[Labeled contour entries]
^^^^

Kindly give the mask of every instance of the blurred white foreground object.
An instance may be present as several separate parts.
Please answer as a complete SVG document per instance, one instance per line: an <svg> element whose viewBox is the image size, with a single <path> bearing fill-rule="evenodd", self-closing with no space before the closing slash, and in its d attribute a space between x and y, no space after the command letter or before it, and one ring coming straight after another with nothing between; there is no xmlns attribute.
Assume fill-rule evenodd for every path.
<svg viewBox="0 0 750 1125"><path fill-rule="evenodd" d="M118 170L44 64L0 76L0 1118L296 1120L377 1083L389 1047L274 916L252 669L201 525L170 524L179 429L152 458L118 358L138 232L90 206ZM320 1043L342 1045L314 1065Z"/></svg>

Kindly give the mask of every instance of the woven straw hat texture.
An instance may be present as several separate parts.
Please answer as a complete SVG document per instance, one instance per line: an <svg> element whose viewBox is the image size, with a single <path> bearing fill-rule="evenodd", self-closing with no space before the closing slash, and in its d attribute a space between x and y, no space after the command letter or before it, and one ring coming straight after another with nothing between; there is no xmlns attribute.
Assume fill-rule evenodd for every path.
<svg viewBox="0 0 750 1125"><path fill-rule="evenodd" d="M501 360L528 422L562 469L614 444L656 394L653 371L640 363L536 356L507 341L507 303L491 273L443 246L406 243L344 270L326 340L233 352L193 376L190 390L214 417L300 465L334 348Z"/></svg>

^^^^

WHAT YOU WILL DO: Please rewrite every row above, putting "disconnected pieces" in place of each "separate parts" and keeping all else unchanged.

SOLUTION FOR THIS TASK:
Kindly give the mask of every instance of the blurred white foreground object.
An instance may be present as several disconnected pieces.
Please answer as a complete SVG document per instance, one instance per line: an <svg> element whose viewBox is the image size, with a single <path> bearing fill-rule="evenodd", self-closing with no space before the closing slash, and in its d attribute a space between x and y, no space after the command letter or before it, and one ring coming straight after another with nothing between; there is no xmlns attribute.
Assume fill-rule evenodd for every path.
<svg viewBox="0 0 750 1125"><path fill-rule="evenodd" d="M118 170L44 64L0 76L0 1118L296 1120L377 1083L389 1047L274 916L252 669L201 525L170 524L179 429L152 458L118 358L138 232L90 206ZM320 1043L342 1045L314 1065Z"/></svg>

Kindly give the mask of every instance of the woven straw hat texture.
An instance may be present as several disconnected pieces.
Please answer as a complete SVG document per instance, one instance per line: an <svg> element whose viewBox is the image size, with a single <path> bearing fill-rule="evenodd", self-closing with no space before the closing slash, and in its d attribute a space between x and y, no space after the command letter or before it, and one ring coming straight after another with nothing between; there is no xmlns attribute.
Assume fill-rule evenodd for every path.
<svg viewBox="0 0 750 1125"><path fill-rule="evenodd" d="M501 360L528 422L562 469L614 444L656 394L653 371L640 363L536 356L507 341L507 303L491 273L443 246L406 243L344 270L326 340L233 352L193 376L190 390L214 417L300 465L334 348Z"/></svg>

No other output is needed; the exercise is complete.